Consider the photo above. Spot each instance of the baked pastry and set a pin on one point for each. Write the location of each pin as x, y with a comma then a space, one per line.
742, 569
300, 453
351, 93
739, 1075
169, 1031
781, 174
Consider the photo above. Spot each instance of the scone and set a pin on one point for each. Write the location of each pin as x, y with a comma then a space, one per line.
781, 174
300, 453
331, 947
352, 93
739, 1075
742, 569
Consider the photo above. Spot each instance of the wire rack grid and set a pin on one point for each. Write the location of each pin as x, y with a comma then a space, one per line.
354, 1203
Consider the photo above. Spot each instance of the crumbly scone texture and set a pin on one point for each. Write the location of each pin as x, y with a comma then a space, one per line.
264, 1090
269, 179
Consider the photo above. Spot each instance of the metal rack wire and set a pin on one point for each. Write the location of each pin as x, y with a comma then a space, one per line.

──────────

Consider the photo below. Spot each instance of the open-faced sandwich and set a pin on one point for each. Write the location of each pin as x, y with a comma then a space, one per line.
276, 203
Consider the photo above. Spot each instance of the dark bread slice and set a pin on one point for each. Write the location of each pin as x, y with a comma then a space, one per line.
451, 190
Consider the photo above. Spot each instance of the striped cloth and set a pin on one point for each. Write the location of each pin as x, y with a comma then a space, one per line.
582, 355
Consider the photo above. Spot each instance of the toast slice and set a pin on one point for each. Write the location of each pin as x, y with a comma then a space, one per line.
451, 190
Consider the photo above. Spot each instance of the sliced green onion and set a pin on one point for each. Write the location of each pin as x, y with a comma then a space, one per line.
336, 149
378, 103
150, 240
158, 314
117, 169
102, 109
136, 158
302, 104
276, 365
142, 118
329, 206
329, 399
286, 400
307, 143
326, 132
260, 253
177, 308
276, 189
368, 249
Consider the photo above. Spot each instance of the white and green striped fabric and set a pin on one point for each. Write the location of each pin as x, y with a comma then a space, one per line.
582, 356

──────────

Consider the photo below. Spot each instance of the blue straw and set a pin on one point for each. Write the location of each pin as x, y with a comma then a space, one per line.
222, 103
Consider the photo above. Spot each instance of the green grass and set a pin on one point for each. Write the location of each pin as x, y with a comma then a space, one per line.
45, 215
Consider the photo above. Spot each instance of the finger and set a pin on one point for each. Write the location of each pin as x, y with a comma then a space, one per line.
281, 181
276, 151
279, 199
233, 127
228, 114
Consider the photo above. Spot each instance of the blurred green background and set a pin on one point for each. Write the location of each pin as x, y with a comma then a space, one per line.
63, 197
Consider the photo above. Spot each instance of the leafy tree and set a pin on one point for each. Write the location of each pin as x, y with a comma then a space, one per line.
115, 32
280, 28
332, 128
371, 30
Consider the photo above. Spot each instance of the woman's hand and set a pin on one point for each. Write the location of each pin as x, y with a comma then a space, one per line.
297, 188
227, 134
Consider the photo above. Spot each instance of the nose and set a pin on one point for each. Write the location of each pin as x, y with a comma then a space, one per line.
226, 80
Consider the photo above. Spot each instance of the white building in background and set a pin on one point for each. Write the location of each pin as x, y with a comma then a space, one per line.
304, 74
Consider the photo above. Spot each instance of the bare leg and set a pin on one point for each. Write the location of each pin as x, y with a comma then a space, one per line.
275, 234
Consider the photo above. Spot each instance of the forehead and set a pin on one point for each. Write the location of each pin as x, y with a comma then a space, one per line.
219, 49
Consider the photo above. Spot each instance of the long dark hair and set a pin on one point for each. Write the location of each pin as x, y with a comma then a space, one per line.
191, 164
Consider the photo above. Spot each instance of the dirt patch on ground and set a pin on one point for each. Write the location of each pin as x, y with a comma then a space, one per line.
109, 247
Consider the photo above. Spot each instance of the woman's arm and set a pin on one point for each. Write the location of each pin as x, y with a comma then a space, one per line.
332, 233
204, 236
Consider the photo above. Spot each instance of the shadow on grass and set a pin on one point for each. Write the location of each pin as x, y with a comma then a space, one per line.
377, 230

──────────

= Aim of the exercise =
What you return should be exactly the lines above, starting at the one with "Consider the photo above. Spot each instance of the baked" and ending at the one with "Consider the photo above. Spot each instance of the metal", and nothing else.

= Written answer =
Consider the photo above. Spot each instance of the baked pastry and set a pin on one point for each. Write the location of each pin as x, y with a comma then a space, one per line.
742, 569
300, 453
351, 93
739, 1075
169, 1031
781, 174
Consider the photo above. Spot each instance of the scone and set a pin on one point for each. Write the location of each pin as x, y with a comma then a space, one per line.
781, 174
300, 453
331, 947
352, 93
739, 1075
742, 569
Consider the photo above. Spot each instance of the wire rack grid and set a pin on one point for each. Write the location of each pin as x, y with a comma then a space, one per line.
354, 1203
Consider the photo above. Spot each instance of the crumbly scone texture and set a pin on one point for each. Write the location of each pin as x, y with a comma then a space, one per line.
264, 1090
269, 179
Consider the photo above. Spot each instance of the metal rack wire and set a pin on one point for each. Write the location of each pin as x, y with a comma then a space, one per line.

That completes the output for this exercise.